* start *
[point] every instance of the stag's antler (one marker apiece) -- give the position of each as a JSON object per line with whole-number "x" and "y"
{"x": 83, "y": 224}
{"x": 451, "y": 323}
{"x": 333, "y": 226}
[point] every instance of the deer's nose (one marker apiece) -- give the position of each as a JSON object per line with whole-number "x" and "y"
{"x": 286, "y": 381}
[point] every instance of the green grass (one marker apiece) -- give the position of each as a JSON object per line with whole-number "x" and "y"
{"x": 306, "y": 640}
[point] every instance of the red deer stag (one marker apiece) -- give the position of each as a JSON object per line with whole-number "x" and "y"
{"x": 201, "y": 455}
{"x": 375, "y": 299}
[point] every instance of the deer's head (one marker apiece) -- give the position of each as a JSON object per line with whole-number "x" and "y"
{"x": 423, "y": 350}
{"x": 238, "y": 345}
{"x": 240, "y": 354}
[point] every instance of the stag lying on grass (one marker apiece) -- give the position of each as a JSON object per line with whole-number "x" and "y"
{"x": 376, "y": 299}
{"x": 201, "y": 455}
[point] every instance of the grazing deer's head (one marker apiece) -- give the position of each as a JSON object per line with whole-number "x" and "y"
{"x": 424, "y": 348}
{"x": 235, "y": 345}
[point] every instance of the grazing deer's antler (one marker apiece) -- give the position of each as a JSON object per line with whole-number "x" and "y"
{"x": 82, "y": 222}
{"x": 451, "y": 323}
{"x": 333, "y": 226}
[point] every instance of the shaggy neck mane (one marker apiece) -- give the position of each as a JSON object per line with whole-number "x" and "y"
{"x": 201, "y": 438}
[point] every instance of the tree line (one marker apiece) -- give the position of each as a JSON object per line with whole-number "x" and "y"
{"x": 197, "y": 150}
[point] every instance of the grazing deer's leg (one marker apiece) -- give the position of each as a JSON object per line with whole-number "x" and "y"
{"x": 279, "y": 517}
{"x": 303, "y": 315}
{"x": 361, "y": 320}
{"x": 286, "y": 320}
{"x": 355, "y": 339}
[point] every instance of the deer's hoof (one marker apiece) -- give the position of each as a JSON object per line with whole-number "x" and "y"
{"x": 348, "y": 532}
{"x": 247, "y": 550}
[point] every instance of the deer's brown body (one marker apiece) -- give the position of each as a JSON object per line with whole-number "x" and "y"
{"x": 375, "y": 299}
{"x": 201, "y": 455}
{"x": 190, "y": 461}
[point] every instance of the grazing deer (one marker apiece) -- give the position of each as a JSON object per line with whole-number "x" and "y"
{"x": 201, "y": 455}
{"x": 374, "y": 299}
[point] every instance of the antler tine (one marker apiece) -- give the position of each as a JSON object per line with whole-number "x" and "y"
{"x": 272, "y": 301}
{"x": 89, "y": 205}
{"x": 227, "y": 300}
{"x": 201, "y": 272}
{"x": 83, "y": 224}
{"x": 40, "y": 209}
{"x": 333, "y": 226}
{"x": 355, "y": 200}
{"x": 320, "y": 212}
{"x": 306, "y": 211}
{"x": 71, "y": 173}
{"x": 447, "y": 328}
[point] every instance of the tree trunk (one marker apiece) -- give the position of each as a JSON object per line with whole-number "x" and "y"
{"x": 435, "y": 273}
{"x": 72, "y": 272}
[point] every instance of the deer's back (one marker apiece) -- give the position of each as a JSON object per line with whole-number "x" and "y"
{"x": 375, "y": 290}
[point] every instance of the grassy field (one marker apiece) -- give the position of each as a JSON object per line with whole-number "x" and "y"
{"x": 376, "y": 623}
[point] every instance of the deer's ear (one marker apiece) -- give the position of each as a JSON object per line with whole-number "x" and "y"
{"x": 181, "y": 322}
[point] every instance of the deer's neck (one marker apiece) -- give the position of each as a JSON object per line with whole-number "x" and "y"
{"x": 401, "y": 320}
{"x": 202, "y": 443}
* end *
(What this task involves)
Rewrite the rows above, swapping every "one marker apiece" for "one marker for each" and keeping everything else the same.

(Answer below)
[point] every instance of the stag's antler (one marker for each) -- give the position of each as a JSON object per line with whole-number "x" and "y"
{"x": 83, "y": 224}
{"x": 451, "y": 323}
{"x": 333, "y": 226}
[point] every instance of the deer's nose (one marker for each) -- give the position of each as a JSON object per line with whole-number "x" and "y"
{"x": 286, "y": 381}
[point] every instance of the green grass (one marker for each) -- give the position of each as a JSON object per line with whole-number "x" and "y"
{"x": 306, "y": 640}
[point] every instance of the red deer stag (one marker for each) -- give the position of each as a JSON object per line with whole-number "x" and "y"
{"x": 201, "y": 455}
{"x": 375, "y": 299}
[point] every instance of the deer's head (one marker for each) -- give the position of each as a JSON object per line with whole-number "x" and "y"
{"x": 423, "y": 350}
{"x": 238, "y": 345}
{"x": 240, "y": 354}
[point] every instance of the stag lying on grass (one marker for each) -- give the position of each as a JSON object per line with whole-number "x" and "y"
{"x": 376, "y": 299}
{"x": 201, "y": 455}
[point] every instance of the grazing deer's head (one marker for each) -- give the position of each as a JSON object per line with whole-number "x" and "y"
{"x": 424, "y": 348}
{"x": 235, "y": 345}
[point] every instance of the grazing deer's antler (one marker for each) -- give the position of each as a JSON object per line with whole-number "x" and "y"
{"x": 82, "y": 222}
{"x": 451, "y": 323}
{"x": 333, "y": 226}
[point] every instance of the shaggy neck mane (one marker for each) -- give the position of each as a JSON object per line with whole-number "x" and "y"
{"x": 201, "y": 438}
[point] every instance of the tree line (one marker for each) -- give the position of each as a JSON object per line with whole-number "x" and "y"
{"x": 197, "y": 150}
[point] every instance of the grazing deer's leg (one marker for each) -- give the position of each as a JSON object per line with whole-number "x" and "y"
{"x": 279, "y": 517}
{"x": 303, "y": 315}
{"x": 361, "y": 320}
{"x": 286, "y": 320}
{"x": 355, "y": 339}
[point] every instance of the deer's hoof (one marker for each) -- give the position of each as a JSON object per line with whole-number "x" and "y"
{"x": 348, "y": 532}
{"x": 247, "y": 550}
[point] every instance of the deer's brown body (one marker for each) -- give the position of each as a JSON object per line with whole-number "x" and "y"
{"x": 375, "y": 299}
{"x": 201, "y": 455}
{"x": 190, "y": 461}
[point] every instance of the grazing deer (one marker for each) -- give the position of each as a JSON object per line with whole-number "x" and "y"
{"x": 201, "y": 455}
{"x": 374, "y": 299}
[point] every instance of the antler tine (one marker for each) -- give the position of each as a JSON object per line with whole-number "x" and "y"
{"x": 272, "y": 301}
{"x": 89, "y": 205}
{"x": 227, "y": 300}
{"x": 201, "y": 272}
{"x": 83, "y": 224}
{"x": 40, "y": 209}
{"x": 333, "y": 226}
{"x": 355, "y": 200}
{"x": 320, "y": 212}
{"x": 306, "y": 211}
{"x": 71, "y": 173}
{"x": 447, "y": 328}
[point] every instance of the tree trunk (one marker for each) -- give the position of each as a JSON object per line with whole-number "x" and "y"
{"x": 435, "y": 273}
{"x": 72, "y": 272}
[point] every instance of the deer's back (one marker for each) -- give the position of each as a JSON object per line with whole-number "x" and "y"
{"x": 375, "y": 290}
[point] every instance of the grassy field (one marker for each) -- give the position of each as a JSON object per line with whole-number "x" and "y"
{"x": 376, "y": 623}
[point] every instance of the deer's ear (one marker for each) -- give the position of each as a JSON object per line with whole-number "x" and "y"
{"x": 181, "y": 322}
[point] every instance of the deer's neck (one marker for each) -- give the position of each as a JSON object per line with whole-number "x" and "y"
{"x": 401, "y": 320}
{"x": 202, "y": 443}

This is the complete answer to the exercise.